**Exercise directions**
Repeat the lines of the data exactly, from the first one through the one that contains "segment: steel rail".

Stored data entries
"""
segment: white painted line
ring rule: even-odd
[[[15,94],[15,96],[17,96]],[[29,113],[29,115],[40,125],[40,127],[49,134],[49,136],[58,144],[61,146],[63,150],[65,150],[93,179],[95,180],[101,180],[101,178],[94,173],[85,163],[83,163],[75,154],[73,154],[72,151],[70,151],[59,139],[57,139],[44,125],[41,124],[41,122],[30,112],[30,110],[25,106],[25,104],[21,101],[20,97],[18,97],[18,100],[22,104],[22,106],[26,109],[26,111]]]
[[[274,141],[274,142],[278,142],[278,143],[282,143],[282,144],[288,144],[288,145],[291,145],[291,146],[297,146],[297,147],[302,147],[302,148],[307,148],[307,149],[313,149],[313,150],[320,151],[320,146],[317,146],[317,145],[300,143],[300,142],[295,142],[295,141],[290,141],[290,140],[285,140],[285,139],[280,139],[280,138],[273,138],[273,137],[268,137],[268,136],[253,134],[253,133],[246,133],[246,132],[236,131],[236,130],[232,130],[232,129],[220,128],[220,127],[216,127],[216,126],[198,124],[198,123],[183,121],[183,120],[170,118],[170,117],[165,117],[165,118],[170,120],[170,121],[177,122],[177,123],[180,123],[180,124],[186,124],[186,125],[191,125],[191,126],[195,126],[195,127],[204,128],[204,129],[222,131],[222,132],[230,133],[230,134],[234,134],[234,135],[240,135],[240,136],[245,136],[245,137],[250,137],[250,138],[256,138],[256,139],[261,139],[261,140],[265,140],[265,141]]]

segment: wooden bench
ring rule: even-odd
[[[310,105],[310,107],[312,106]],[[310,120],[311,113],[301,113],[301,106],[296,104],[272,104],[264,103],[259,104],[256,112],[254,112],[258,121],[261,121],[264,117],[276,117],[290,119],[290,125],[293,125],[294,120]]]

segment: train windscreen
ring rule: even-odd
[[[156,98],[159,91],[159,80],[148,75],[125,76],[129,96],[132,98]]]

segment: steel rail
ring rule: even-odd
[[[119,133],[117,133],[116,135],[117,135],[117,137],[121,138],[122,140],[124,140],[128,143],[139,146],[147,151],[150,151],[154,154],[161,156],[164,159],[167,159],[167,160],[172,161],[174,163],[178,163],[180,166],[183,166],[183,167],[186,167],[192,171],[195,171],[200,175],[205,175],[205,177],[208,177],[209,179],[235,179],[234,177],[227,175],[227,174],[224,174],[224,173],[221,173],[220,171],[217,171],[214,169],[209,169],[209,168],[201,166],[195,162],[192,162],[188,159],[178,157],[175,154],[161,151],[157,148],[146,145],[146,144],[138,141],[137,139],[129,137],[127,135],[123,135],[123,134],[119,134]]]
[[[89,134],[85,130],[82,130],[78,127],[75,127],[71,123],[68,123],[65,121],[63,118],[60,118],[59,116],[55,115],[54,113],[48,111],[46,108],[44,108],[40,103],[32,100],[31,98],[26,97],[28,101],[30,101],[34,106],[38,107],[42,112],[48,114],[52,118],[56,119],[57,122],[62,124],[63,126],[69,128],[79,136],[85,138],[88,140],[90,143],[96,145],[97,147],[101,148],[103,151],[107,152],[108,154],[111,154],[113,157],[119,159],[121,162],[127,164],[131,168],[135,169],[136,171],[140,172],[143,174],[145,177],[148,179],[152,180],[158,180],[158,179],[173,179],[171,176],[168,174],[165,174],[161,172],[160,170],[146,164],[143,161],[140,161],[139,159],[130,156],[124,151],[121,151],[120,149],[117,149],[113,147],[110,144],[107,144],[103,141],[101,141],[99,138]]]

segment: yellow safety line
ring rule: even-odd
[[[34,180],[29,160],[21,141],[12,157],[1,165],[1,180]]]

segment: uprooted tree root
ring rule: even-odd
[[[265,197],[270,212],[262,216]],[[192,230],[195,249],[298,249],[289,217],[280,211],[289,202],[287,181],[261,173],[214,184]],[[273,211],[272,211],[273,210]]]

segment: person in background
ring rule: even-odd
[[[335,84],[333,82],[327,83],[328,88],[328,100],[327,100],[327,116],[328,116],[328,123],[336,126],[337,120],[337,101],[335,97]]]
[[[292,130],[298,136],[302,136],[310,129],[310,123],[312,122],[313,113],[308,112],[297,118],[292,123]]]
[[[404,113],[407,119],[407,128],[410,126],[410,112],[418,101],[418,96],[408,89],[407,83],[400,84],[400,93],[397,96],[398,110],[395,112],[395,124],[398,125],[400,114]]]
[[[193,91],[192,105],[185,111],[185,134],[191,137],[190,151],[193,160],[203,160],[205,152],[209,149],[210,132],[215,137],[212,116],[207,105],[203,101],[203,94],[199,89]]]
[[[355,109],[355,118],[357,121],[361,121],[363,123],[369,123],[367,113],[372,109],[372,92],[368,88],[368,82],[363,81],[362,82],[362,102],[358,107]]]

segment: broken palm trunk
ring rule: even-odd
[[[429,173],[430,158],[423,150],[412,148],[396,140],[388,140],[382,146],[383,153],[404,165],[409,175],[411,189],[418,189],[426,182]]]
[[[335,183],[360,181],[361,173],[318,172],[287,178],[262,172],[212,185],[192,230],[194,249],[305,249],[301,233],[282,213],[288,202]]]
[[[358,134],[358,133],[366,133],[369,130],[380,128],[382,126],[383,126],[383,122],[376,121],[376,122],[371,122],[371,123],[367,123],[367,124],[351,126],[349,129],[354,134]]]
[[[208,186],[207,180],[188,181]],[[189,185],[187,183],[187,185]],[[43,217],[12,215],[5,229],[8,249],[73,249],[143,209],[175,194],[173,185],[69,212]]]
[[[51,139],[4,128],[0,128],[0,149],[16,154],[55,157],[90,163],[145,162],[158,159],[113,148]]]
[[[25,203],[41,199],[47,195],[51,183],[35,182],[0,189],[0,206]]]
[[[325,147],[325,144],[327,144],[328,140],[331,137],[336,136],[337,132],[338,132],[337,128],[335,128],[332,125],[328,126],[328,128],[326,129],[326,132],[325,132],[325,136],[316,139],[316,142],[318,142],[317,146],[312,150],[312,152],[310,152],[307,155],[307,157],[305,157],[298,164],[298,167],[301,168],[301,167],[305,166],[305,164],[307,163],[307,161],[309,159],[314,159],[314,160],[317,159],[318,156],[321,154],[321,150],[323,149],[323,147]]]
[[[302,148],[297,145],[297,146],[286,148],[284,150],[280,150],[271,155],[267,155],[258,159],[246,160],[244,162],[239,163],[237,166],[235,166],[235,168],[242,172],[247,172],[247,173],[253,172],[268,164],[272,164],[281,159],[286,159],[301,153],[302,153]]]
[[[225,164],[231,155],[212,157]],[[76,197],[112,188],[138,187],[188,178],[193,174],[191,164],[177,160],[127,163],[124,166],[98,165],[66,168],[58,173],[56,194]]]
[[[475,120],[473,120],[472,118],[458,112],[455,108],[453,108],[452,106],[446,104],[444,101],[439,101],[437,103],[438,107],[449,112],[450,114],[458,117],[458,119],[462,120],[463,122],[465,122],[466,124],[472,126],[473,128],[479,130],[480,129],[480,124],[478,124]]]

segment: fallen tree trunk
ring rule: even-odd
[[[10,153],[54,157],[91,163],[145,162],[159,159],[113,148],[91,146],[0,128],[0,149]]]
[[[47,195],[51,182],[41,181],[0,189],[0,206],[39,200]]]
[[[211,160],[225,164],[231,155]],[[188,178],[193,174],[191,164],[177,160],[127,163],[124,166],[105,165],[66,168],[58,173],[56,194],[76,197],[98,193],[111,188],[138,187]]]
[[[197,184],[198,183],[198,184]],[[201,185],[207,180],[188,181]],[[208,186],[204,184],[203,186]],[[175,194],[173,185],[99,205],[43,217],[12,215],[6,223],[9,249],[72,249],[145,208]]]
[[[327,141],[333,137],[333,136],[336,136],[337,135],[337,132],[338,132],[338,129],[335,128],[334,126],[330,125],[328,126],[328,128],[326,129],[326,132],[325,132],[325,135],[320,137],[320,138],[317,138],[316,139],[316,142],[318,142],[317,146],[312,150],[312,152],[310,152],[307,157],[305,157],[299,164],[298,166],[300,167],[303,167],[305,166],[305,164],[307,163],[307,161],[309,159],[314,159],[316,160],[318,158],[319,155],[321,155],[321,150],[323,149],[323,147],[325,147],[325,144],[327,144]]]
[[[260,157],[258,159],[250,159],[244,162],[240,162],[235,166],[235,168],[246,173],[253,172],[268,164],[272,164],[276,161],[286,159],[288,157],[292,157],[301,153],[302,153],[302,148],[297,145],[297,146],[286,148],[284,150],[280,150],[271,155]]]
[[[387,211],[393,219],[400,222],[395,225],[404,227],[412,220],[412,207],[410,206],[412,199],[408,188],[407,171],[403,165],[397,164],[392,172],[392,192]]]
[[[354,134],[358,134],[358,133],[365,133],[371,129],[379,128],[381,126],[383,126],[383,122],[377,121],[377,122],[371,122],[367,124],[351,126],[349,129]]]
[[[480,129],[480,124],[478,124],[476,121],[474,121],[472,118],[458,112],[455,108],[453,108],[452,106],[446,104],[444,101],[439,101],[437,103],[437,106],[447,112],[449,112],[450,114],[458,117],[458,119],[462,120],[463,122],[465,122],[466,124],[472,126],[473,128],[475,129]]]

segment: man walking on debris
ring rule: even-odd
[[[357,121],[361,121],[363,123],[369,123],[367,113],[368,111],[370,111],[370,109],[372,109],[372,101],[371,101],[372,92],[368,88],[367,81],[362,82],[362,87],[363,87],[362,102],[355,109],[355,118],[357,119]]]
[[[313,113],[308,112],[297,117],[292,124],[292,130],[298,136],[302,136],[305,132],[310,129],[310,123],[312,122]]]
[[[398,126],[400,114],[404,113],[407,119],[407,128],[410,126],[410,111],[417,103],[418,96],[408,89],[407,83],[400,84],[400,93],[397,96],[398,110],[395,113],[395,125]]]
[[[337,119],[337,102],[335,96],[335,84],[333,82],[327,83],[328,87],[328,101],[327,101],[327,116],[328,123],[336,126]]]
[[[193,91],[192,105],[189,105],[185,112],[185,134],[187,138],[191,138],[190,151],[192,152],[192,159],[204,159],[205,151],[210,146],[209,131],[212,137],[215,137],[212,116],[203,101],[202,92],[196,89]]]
"""
**Solution for this task**
segment: white painted line
ring rule: even-odd
[[[15,94],[15,96],[17,96]],[[29,113],[29,115],[40,125],[40,127],[49,134],[49,136],[58,144],[61,146],[63,150],[65,150],[93,179],[95,180],[101,180],[101,178],[94,173],[85,163],[83,163],[75,154],[73,154],[72,151],[70,151],[59,139],[57,139],[44,125],[41,124],[41,122],[30,112],[30,110],[25,106],[25,104],[21,101],[20,97],[18,97],[18,100],[22,104],[22,106],[26,109],[26,111]]]
[[[274,141],[274,142],[278,142],[278,143],[282,143],[282,144],[288,144],[288,145],[291,145],[291,146],[297,146],[297,147],[302,147],[302,148],[307,148],[307,149],[313,149],[313,150],[320,151],[320,146],[317,146],[317,145],[300,143],[300,142],[295,142],[295,141],[290,141],[290,140],[285,140],[285,139],[280,139],[280,138],[273,138],[273,137],[268,137],[268,136],[253,134],[253,133],[246,133],[246,132],[236,131],[236,130],[232,130],[232,129],[220,128],[220,127],[216,127],[216,126],[198,124],[198,123],[183,121],[183,120],[170,118],[170,117],[165,117],[165,118],[170,120],[170,121],[177,122],[177,123],[180,123],[180,124],[186,124],[186,125],[191,125],[191,126],[195,126],[195,127],[204,128],[204,129],[222,131],[222,132],[230,133],[230,134],[234,134],[234,135],[240,135],[240,136],[245,136],[245,137],[250,137],[250,138],[256,138],[256,139],[261,139],[261,140],[265,140],[265,141]]]

segment: wooden bench
ring rule: even-odd
[[[310,105],[310,107],[312,106]],[[310,120],[311,113],[301,113],[301,106],[296,104],[272,104],[264,103],[259,104],[256,112],[254,112],[258,121],[261,121],[264,117],[276,117],[290,119],[290,125],[293,125],[294,120]]]

segment: train windscreen
ring rule: even-odd
[[[156,98],[159,91],[159,80],[148,75],[125,76],[129,96],[132,98]]]

segment: steel rail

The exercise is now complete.